Alasan peneliti memilih Kota Semarang yaitu karena merupakan kota yang memiliki
budaya yang bervariasi. Di Kota Semarang tidak hanya terdapat satu budaya, akan tetapi terdapat
budaya Jawa, Cina, Arab, dan Melayu. Selain itu Kota Semarang juga memiliki universitas-
universitas besar yang memiliki mahasiswa yang berasal dari berbagai daerah di seluruh
Indonesia yang kemudian membawa budaya baru masuk ke Kota Semarang dan berpartisipasi
dalam menyumbangkan budaya dan adat kebiasaan dalam masyarakat Kota Semarang.
Keempat mahasiswa internasional pada penelitian ini menggunakan jalur beasiswa untuk
menempuh studi. Hal ini menjadi penting bagi penelitian karena terhadapt alasan internal dari
mahasiswa internasional itu sendiri, sehingga harus bertahan menyelesaikan studi tepat waktu di
negara dengan budaya yang masih asing bagi mereka.

Data Sumber
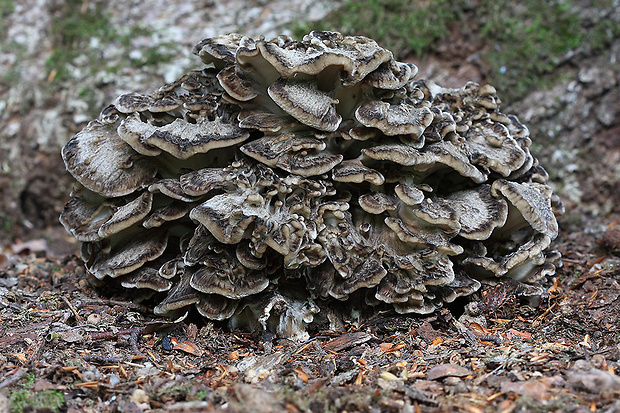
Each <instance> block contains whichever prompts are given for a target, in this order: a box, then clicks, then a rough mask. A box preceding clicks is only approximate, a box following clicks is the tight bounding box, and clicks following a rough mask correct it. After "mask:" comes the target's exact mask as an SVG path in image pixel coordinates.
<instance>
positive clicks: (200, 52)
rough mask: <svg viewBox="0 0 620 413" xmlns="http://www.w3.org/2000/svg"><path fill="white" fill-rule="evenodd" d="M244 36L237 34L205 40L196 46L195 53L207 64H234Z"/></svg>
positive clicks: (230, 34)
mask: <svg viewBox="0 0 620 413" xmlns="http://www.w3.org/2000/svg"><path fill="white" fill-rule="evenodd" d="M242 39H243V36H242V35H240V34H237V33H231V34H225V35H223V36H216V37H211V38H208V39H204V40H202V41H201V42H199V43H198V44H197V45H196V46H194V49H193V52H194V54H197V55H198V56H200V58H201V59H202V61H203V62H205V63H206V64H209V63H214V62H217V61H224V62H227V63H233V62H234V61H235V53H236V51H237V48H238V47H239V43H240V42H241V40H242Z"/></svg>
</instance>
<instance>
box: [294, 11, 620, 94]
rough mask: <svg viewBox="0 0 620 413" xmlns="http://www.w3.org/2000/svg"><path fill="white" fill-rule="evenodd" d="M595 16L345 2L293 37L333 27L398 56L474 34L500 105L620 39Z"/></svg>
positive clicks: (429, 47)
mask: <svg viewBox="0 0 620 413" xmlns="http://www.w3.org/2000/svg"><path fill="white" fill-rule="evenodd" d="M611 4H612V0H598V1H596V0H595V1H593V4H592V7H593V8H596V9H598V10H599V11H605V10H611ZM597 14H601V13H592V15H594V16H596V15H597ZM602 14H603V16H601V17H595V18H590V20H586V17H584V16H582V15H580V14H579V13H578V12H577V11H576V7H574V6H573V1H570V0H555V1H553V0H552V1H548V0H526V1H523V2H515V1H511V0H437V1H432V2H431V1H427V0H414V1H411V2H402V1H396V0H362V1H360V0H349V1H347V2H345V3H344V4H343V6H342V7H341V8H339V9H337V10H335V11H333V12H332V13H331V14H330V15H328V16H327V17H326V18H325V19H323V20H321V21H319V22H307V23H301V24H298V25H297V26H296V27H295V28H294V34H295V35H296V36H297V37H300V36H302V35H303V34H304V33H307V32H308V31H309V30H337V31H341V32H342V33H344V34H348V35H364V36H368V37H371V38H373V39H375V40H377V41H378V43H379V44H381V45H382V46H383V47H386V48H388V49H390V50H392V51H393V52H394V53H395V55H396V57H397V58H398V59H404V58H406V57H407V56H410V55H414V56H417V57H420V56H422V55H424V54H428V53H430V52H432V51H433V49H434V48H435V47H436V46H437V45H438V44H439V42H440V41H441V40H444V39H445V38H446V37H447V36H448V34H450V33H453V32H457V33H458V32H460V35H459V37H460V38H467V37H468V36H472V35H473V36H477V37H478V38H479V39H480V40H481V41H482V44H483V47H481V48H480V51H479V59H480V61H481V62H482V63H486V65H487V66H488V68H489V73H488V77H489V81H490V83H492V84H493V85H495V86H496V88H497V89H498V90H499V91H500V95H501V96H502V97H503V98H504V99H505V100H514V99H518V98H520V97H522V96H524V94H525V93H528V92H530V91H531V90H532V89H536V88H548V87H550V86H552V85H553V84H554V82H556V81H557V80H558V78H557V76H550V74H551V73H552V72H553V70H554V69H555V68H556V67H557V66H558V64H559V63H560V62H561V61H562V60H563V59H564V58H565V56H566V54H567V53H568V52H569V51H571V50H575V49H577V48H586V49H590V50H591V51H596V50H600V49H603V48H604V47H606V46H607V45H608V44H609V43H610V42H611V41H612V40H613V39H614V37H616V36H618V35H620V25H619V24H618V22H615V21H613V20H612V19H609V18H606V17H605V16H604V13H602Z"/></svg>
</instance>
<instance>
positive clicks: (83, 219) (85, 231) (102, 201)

Tindakan Wajib
Kutip bagian teks sumber mulai dari kata-kata yang memuat "Alasan peneliti memilih" dan berhenti setelah "masyarakat Kota Semarang.". Kerjakan hanya dengan berpegang pada teks sumber.

Jawaban Tertulis
Alasan peneliti memilih Kota Semarang yaitu karena merupakan kota yang memiliki
budaya yang bervariasi. Di Kota Semarang tidak hanya terdapat satu budaya, akan tetapi terdapat
budaya Jawa, Cina, Arab, dan Melayu. Selain itu Kota Semarang juga memiliki universitas-
universitas besar yang memiliki mahasiswa yang berasal dari berbagai daerah di seluruh
Indonesia yang kemudian membawa budaya baru masuk ke Kota Semarang dan berpartisipasi
dalam menyumbangkan budaya dan adat kebiasaan dalam masyarakat Kota Semarang.